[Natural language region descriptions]
------------------------

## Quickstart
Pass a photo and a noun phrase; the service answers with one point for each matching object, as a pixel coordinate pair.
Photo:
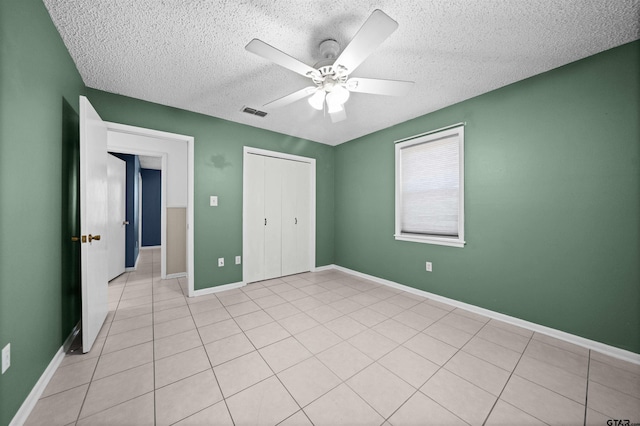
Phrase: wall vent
(253, 111)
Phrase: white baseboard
(324, 268)
(217, 289)
(32, 399)
(135, 265)
(558, 334)
(176, 275)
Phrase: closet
(277, 217)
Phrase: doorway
(176, 188)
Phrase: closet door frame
(312, 202)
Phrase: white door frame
(116, 204)
(312, 201)
(123, 128)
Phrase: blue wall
(133, 213)
(151, 197)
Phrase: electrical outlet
(6, 357)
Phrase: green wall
(552, 197)
(39, 294)
(552, 202)
(218, 150)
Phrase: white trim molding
(217, 289)
(32, 399)
(247, 150)
(548, 331)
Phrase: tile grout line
(586, 394)
(90, 383)
(440, 367)
(507, 382)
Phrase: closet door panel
(273, 218)
(254, 221)
(303, 217)
(289, 211)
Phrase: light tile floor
(323, 348)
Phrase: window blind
(430, 185)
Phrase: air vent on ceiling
(254, 112)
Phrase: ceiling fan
(331, 79)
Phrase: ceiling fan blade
(292, 97)
(379, 87)
(269, 52)
(338, 115)
(373, 32)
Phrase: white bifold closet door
(295, 217)
(277, 222)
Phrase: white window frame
(456, 129)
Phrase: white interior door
(302, 172)
(273, 217)
(254, 220)
(93, 222)
(117, 214)
(295, 217)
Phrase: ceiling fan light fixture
(317, 100)
(339, 94)
(332, 105)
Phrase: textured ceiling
(190, 54)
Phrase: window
(430, 188)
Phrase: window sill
(442, 241)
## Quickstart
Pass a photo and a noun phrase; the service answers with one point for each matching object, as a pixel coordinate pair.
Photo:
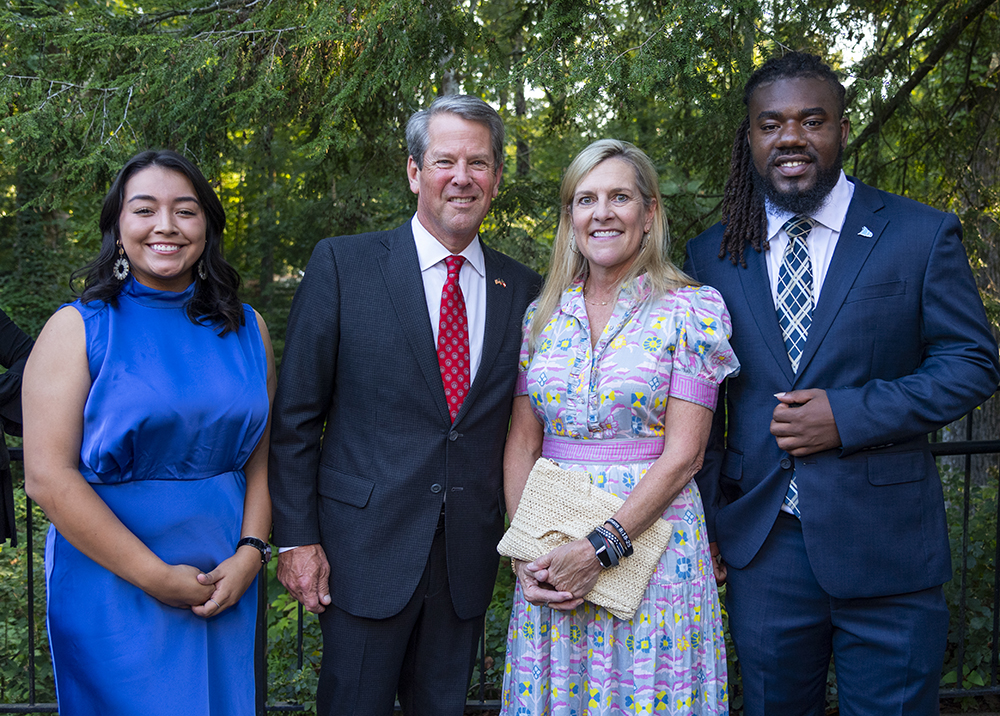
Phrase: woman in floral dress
(620, 368)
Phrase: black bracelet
(624, 535)
(601, 548)
(612, 539)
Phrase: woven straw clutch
(558, 506)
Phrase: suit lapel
(401, 273)
(862, 228)
(498, 303)
(757, 290)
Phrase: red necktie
(453, 339)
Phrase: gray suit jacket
(363, 450)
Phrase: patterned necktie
(795, 304)
(453, 339)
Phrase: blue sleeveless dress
(173, 414)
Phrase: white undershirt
(822, 239)
(431, 255)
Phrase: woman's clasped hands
(206, 593)
(562, 578)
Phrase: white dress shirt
(829, 220)
(431, 255)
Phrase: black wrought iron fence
(972, 662)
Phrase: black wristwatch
(264, 547)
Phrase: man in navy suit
(388, 429)
(859, 329)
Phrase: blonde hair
(567, 266)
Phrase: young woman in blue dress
(146, 406)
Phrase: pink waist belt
(559, 448)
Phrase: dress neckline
(155, 298)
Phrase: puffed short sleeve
(703, 357)
(521, 386)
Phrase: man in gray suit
(389, 424)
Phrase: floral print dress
(670, 658)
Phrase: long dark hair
(215, 301)
(742, 205)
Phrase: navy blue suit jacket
(900, 342)
(363, 449)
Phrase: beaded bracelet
(624, 535)
(606, 556)
(612, 539)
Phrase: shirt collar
(430, 251)
(830, 214)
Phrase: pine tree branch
(214, 7)
(947, 40)
(875, 64)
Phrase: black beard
(801, 202)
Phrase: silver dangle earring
(121, 268)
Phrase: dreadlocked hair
(743, 211)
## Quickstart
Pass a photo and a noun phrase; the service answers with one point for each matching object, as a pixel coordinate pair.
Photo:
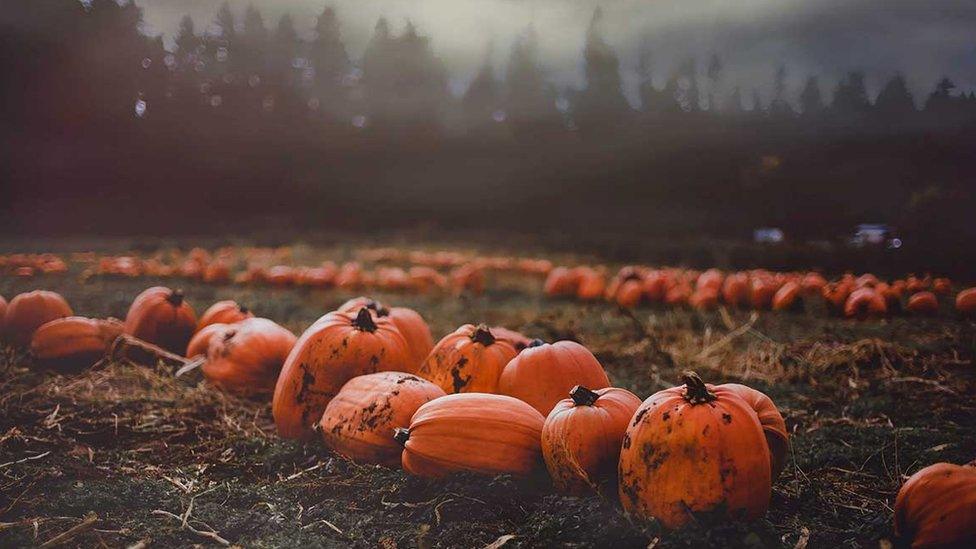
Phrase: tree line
(90, 61)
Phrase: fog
(922, 39)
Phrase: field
(137, 457)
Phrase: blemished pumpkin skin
(162, 317)
(336, 348)
(582, 435)
(73, 342)
(412, 326)
(923, 303)
(359, 422)
(246, 357)
(965, 302)
(223, 312)
(472, 432)
(29, 311)
(543, 374)
(469, 360)
(936, 507)
(773, 424)
(693, 449)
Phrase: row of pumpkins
(371, 383)
(854, 297)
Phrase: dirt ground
(136, 457)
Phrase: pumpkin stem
(695, 390)
(401, 435)
(364, 321)
(582, 396)
(483, 335)
(175, 297)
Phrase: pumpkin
(474, 432)
(336, 348)
(693, 449)
(245, 358)
(162, 317)
(936, 507)
(864, 302)
(469, 360)
(787, 297)
(591, 286)
(412, 327)
(223, 312)
(965, 302)
(518, 340)
(582, 435)
(29, 311)
(629, 294)
(543, 374)
(773, 424)
(923, 303)
(359, 422)
(74, 342)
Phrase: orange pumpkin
(74, 342)
(692, 449)
(774, 427)
(336, 348)
(864, 302)
(29, 311)
(412, 327)
(923, 303)
(162, 317)
(787, 297)
(936, 507)
(582, 435)
(965, 302)
(359, 422)
(474, 432)
(543, 374)
(469, 360)
(245, 358)
(223, 312)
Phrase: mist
(923, 40)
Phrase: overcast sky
(922, 39)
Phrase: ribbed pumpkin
(74, 342)
(692, 449)
(333, 350)
(543, 374)
(29, 311)
(412, 327)
(865, 302)
(582, 435)
(223, 312)
(936, 507)
(475, 432)
(787, 297)
(923, 303)
(965, 302)
(245, 358)
(774, 427)
(469, 360)
(162, 317)
(359, 422)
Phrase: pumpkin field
(107, 440)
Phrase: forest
(110, 130)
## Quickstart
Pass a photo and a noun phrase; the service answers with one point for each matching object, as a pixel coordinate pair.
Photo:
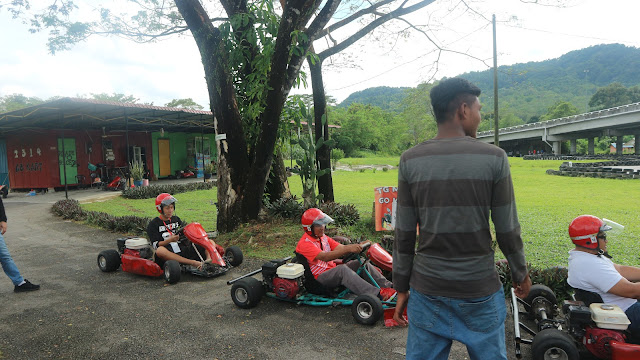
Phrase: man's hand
(401, 303)
(522, 288)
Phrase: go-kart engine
(597, 341)
(288, 280)
(285, 288)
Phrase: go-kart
(290, 279)
(136, 256)
(597, 330)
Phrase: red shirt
(310, 247)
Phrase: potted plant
(137, 172)
(209, 169)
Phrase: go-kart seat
(310, 283)
(587, 297)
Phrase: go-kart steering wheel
(353, 256)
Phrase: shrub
(344, 215)
(68, 209)
(148, 192)
(285, 208)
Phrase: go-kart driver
(166, 242)
(591, 269)
(320, 250)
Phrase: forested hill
(384, 97)
(529, 89)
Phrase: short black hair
(449, 94)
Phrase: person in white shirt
(591, 269)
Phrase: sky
(171, 69)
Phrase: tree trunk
(323, 155)
(277, 185)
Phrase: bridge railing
(565, 120)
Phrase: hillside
(529, 89)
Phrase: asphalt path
(83, 313)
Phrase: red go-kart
(136, 256)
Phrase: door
(164, 157)
(69, 163)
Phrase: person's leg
(429, 328)
(8, 265)
(479, 324)
(343, 275)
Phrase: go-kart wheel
(247, 293)
(367, 309)
(553, 344)
(109, 260)
(172, 271)
(539, 290)
(233, 255)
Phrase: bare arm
(339, 251)
(630, 273)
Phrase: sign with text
(385, 207)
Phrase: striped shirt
(310, 247)
(449, 188)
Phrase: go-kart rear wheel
(109, 260)
(247, 293)
(553, 344)
(539, 290)
(367, 309)
(172, 271)
(234, 256)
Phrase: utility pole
(496, 140)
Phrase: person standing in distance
(448, 187)
(10, 269)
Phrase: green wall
(181, 148)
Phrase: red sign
(385, 208)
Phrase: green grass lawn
(546, 206)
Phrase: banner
(385, 207)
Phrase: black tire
(554, 344)
(109, 260)
(539, 290)
(247, 293)
(367, 309)
(172, 271)
(233, 255)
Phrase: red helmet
(314, 216)
(584, 229)
(163, 200)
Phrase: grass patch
(546, 206)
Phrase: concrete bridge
(548, 135)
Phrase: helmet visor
(324, 220)
(168, 201)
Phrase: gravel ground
(82, 313)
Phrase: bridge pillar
(619, 145)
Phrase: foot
(387, 294)
(26, 286)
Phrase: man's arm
(338, 252)
(630, 273)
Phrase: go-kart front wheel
(247, 293)
(172, 271)
(554, 344)
(367, 309)
(109, 260)
(233, 255)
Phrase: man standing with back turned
(448, 187)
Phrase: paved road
(82, 313)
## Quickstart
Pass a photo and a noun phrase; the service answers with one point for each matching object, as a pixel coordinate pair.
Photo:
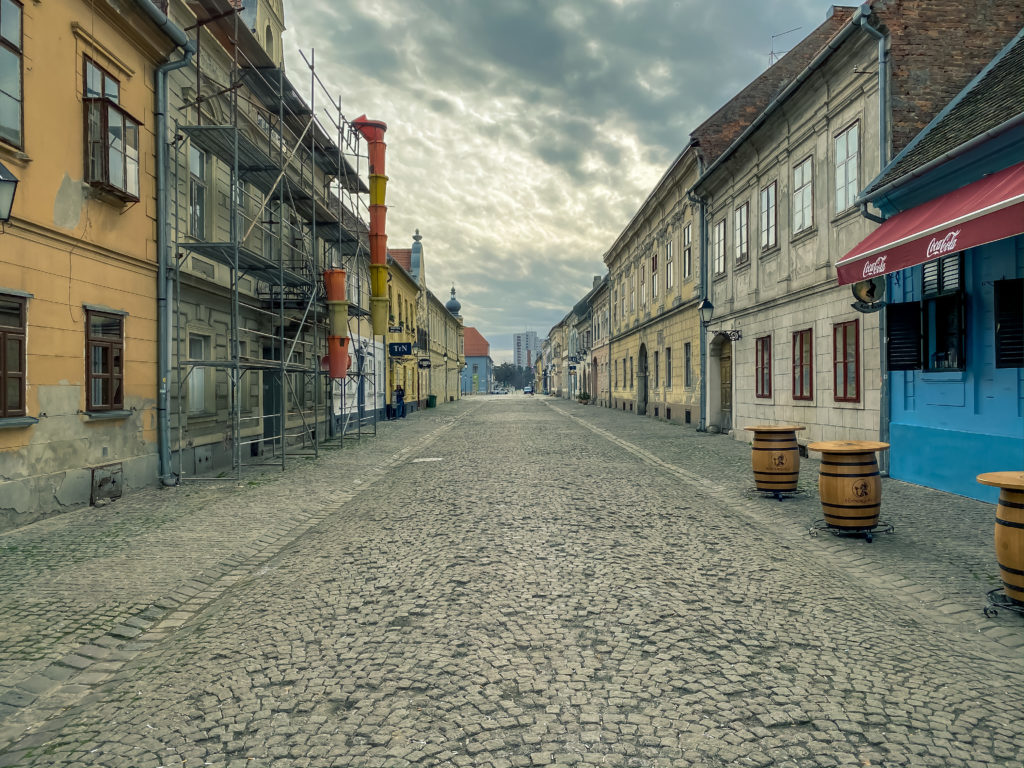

------------------------

● **What to do**: Only an exact copy belongs in the answer: the lines from the one containing "Phrase: man standing with back turned" through the end of the records, both ends included, minus the pictures.

● **Task result**:
Phrase: man standing with back turned
(448, 187)
Phrase: paved road
(82, 313)
## Quickstart
Pass a photo and a noun phrase; the service answers with one point for each matching object, as a pixel coordinate pair.
Photo:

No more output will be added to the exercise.